Tâche demandée a: Dans la liste, recopiez les lignes comprises entre celle qui contient « the roundhouse building » et la fin de la liste, bornes incluses, avec toutes les consignes, en mettant à l'échelle chaque coordonnée des réponses : multipliez-la par 0,6 et arrondissez-la à l'entier, les demis vers le haut. Laissez les images de côté dans votre réponse.

Extrait fourni:
« Mon corps, ma planète ! », co-écrit par Juliette Lambot et Anne-Florence Salvetti-Lionne, est en librairie depuis le 3 novembre. Natura Sciences s’est entretenu avec la journaliste Anne-Florence Salvetti-Lionne. Elle nous présente ce nouvel ouvrage construit comme un guide pratique à la portée de tous les curieux désireux de découvrir l’écoféminisme.

Concept encore méconnu du grand public, l’écoféminisme tend à se faire une place ces dernières années en France. Récemment, des personnalités politiques, comme la députée écologiste Sandrine Rousseau, ont remis ce concept au goût du jour. Théorisé en 1972 par la philosophe Françoise d’Eaubonne, l’écoféminisme considère que les femmes et la planète Terre ont été victimes d’une même prédation : celle de l’homme.

Tâche demandée b: Réécrivez le passage de l'extrait sur l'écoféminisme compris entre « Concept encore méconnu » et « celle de l’homme. », inclus, en remplaçant « prédation » par « domination ».

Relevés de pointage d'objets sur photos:
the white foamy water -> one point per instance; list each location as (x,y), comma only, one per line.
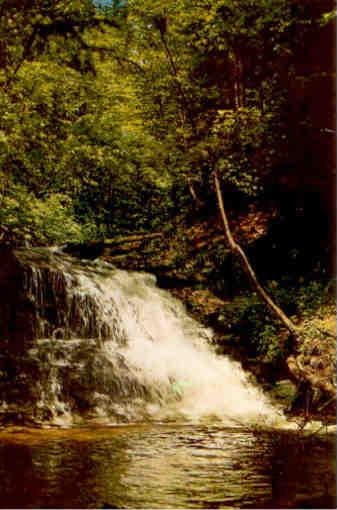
(171,355)
(112,346)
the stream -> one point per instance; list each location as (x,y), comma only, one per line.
(165,466)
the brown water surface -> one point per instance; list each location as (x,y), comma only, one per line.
(165,466)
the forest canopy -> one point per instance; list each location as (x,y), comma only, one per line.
(114,114)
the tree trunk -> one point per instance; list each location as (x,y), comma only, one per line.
(238,251)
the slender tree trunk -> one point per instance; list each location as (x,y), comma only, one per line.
(238,251)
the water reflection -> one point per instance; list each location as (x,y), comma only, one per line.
(166,467)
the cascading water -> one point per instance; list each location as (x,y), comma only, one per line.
(110,345)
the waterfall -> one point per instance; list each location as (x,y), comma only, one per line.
(109,345)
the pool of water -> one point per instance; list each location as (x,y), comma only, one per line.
(165,466)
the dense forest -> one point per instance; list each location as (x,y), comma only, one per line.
(124,123)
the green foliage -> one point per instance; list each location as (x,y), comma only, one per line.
(123,110)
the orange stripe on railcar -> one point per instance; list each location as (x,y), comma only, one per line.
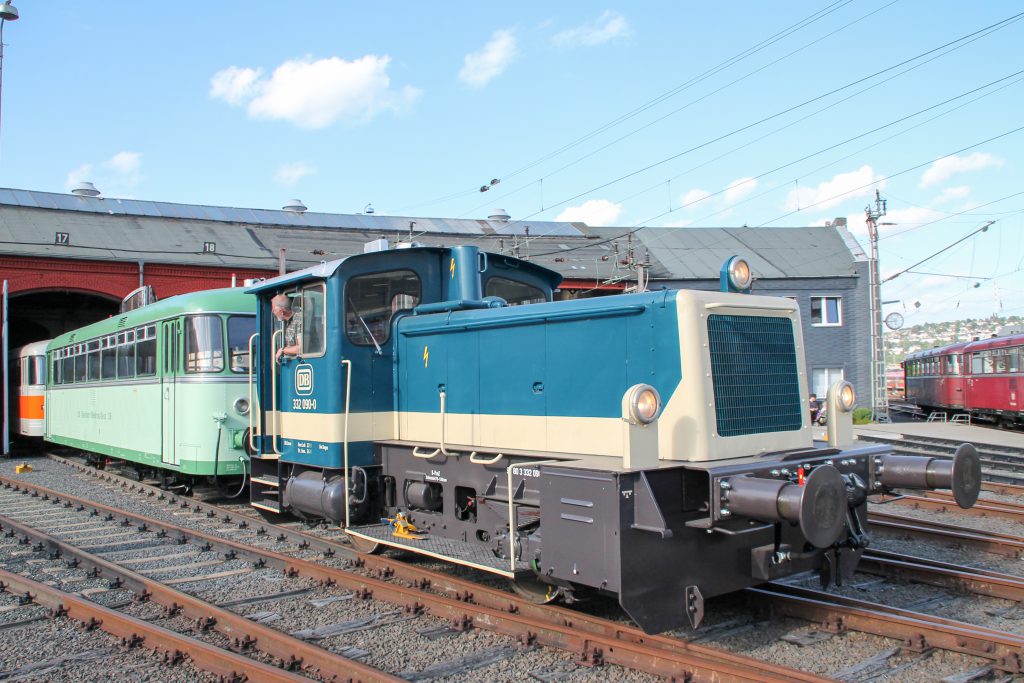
(31,408)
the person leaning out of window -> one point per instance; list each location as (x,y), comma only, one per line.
(282,305)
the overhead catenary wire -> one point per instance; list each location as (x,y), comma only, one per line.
(988,30)
(750,51)
(967,237)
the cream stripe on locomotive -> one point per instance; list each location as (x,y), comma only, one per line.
(559,434)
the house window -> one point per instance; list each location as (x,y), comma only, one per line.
(822,378)
(826,311)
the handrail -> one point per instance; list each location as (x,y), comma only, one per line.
(441,450)
(252,411)
(273,387)
(348,388)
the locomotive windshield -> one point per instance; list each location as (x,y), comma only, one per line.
(514,293)
(371,302)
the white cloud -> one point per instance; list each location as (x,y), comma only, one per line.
(315,93)
(117,176)
(81,174)
(480,67)
(594,212)
(830,193)
(289,174)
(694,196)
(235,85)
(126,162)
(737,189)
(946,167)
(952,194)
(607,27)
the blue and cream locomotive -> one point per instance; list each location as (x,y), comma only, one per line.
(653,445)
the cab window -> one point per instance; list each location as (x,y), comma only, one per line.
(515,293)
(240,329)
(372,301)
(204,344)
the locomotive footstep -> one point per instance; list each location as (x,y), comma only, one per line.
(365,546)
(534,590)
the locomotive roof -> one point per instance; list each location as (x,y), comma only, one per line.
(994,342)
(328,268)
(938,350)
(222,300)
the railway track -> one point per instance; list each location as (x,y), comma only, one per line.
(135,632)
(596,641)
(999,464)
(590,631)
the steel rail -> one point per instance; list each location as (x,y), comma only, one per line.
(616,644)
(941,503)
(998,544)
(953,577)
(134,632)
(1015,510)
(919,632)
(245,634)
(1003,488)
(459,589)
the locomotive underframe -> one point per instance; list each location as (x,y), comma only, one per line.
(659,539)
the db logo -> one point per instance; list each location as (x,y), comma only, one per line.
(304,379)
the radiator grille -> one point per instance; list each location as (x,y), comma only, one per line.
(754,374)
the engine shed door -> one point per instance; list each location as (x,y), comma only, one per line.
(168,372)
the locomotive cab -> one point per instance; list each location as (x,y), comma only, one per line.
(654,445)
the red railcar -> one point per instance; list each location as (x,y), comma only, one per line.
(994,383)
(983,378)
(936,378)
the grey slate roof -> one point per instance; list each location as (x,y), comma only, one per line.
(131,230)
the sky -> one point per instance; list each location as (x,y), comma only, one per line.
(637,116)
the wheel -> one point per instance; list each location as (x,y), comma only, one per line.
(535,590)
(365,546)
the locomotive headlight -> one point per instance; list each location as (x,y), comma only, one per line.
(739,273)
(242,406)
(846,397)
(643,403)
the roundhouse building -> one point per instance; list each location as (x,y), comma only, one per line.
(69,260)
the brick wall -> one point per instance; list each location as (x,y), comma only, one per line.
(114,280)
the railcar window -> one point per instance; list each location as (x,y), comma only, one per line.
(93,359)
(37,370)
(145,351)
(109,357)
(240,329)
(204,344)
(126,354)
(312,311)
(80,363)
(372,301)
(515,293)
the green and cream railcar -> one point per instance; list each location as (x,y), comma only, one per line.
(164,386)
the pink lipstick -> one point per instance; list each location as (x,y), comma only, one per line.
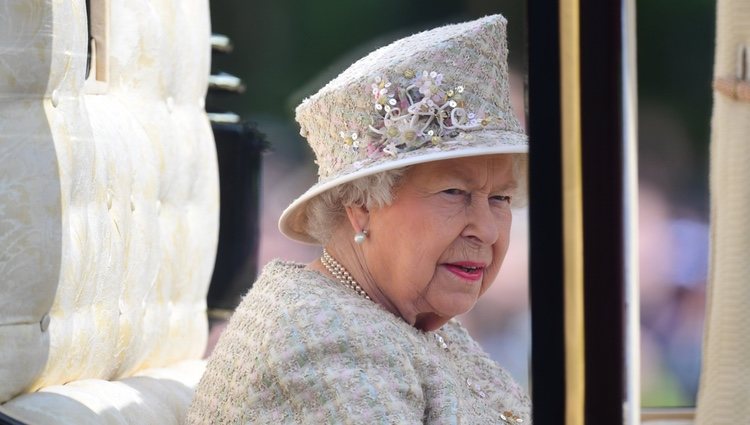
(467,270)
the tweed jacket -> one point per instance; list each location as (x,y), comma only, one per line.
(302,348)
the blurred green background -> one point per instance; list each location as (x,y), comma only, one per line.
(287,49)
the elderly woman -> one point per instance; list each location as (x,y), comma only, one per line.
(420,159)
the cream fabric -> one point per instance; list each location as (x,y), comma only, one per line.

Solution a:
the roundhouse building -> one point per instance; list each location as (x,y), comma only, one per line.
(41,156)
the brick wall -> one point per instance; list each location as (x,y), comma only, one per line.
(68,168)
the railcar window -> one point per instance; list each location as (x,y), comma only, one per line.
(56,215)
(22,222)
(87,211)
(65,214)
(144,197)
(122,206)
(76,212)
(187,187)
(48,218)
(223,181)
(309,176)
the green and cream railcar -> one point per instance; list each location as (x,y), comma only, one per line.
(98,232)
the pink lipstick -> one point per instance; list each location as (x,y), comma only, one per line.
(280,162)
the tweed jacket -> one point per instance; list each location as (x,y), comma only, one per line.
(181,209)
the blurred green background -> one point per instance; list each location as (x,y), comma only, one per line.
(172,29)
the elderly woman -> one point per instance; list each location as (x,y), comma only, one per line.
(252,95)
the cream fabric -> one point per instance; list each location as (x,y), comma only, one per line.

Solution b:
Concept encore méconnu du grand public, l’écoféminisme tend à se faire une place ces dernières années en France. Récemment, des personnalités politiques, comme la députée écologiste Sandrine Rousseau, ont remis ce concept au goût du jour. Théorisé en 1972 par la philosophe Françoise d’Eaubonne, l’écoféminisme considère que les femmes et la planète Terre ont été victimes d’une même domination : celle de l’homme.